**EXCERPT**
Special To The Day
Publication: The Day
In light of all the very public problems with the worldwide beef industry it takes a leap of faith for a restaurateur to open a steak house.
Chef and owner Jack Flaws opened Jack's American Bistro and Wine Bar on Main Street in Old Saybrook in 2004. At the time, The Day's food critic was generally enthusiastic, commenting on the chef's ambition and hailing Jack's as welcome addition to the region's dining scene. The number of mid-priced restaurants in Old Saybrook has grown since then, and perhaps it was this burst of competition that encouraged Flaws to recently morph Jack's into a steak and chop house, which, according to the restaurant's excellent Web site, aren't abundant thereabouts.
Hedging his bets, Flaws has kept most of the dishes from the original menu, which read like a list of beloved shoreline food hits.
Popular first courses include a crab cake ($14.50) and steak carpaccio ($12.50). Several salads are offered including Cobb, Caesar, and a Bibb lettuce salad fortified with apples, pears, cheese and nuts (all under $10).
At a recent visit, an intrepid guest and I enjoyed a cup of rich but not floury clam chowder, studded with bits of clam and small potatoes, and infused with the flavor of bacon. It was marred by grit, however, a disappointment since it was one of the best chowders I've recently tasted.
An order of fried calamari wasn't up to par. Even a shower of lemon juice and the accompanying tartar sauce didn't keep the platter of overcooked, chewy squid from eventually becoming heavy sledding.
From the extensive lists of grilled meats, which included filet mignon, veal rib chop, rack of lamb, and something called “Beer Can Roasted Chicken” ($16), we chose from one of the several steak offerings (these included a Delmonico steak at $30, a porterhouse for two ($60), and what must be an unconquerable 22-ounce t-bone at $37.)
Daunted by the idea of such portions, we ordered the relatively dainty New York strip ($28 for a 16-ounce steak.) All grilled dishes come with a selection of sauces (gratis), which range from the simple (herb butter) to the complex (veal demi-glace). Our server allowed us to choose small portions of a decent, buttery Béarnaise and natural jus infused with horseradish and mustard (a piquant alternative to the much richer Béarnaise).
The steak had been cooked perfectly to our order (medium-rare) and although very flavorful, it was not the tenderest cut of beef. It was sufficient for two to share, and half of it went home to be polished off for lunch the next day.
Had Jack's added fish to the list of grilled meats we would have stuck with the revised menu. In fact, with only the old standbys of sea scallops, tuna, and swordfish (roasted or pan-seared) on the menu, the absence of grilled seafood dishes seems a missed opportunity.
We chose what was characterized as one of the chef's signature dishes, Peking-style Cornish game hen. Given the complexity of preparation needed for Peking duck we had no idea what to expect. What arrived were two large butternut-squash flavored crêpes into which morsels of game hen — bound in a hoisin-flavored sauce — had been rolled. The invention was an oblique reference to its Chinese inspiration, but flavorful and a nice contrast with the steak.

Items from a dataset:
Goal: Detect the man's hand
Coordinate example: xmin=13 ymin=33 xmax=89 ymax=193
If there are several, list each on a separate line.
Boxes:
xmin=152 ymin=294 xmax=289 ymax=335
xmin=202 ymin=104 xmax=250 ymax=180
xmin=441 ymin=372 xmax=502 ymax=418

**WHAT YOU NEED TO DO**
1/ From the restaurant review, return the passage starting at "From the extensive" up to and including "much richer Béarnaise).", copied word for word.
2/ According to the restaurant review, why did the diners order the New York strip instead of one of the other steaks?

**RESPONSES FOR EACH TASK**
1/
From the extensive lists of grilled meats, which included filet mignon, veal rib chop, rack of lamb, and something called “Beer Can Roasted Chicken” ($16), we chose from one of the several steak offerings (these included a Delmonico steak at $30, a porterhouse for two ($60), and what must be an unconquerable 22-ounce t-bone at $37.)
Daunted by the idea of such portions, we ordered the relatively dainty New York strip ($28 for a 16-ounce steak.) All grilled dishes come with a selection of sauces (gratis), which range from the simple (herb butter) to the complex (veal demi-glace). Our server allowed us to choose small portions of a decent, buttery Béarnaise and natural jus infused with horseradish and mustard (a piquant alternative to the much richer Béarnaise).

2/ They were daunted by the portion sizes of the other steaks, such as the 22-ounce t-bone and the porterhouse for two. The 16-ounce New York strip was relatively dainty by comparison.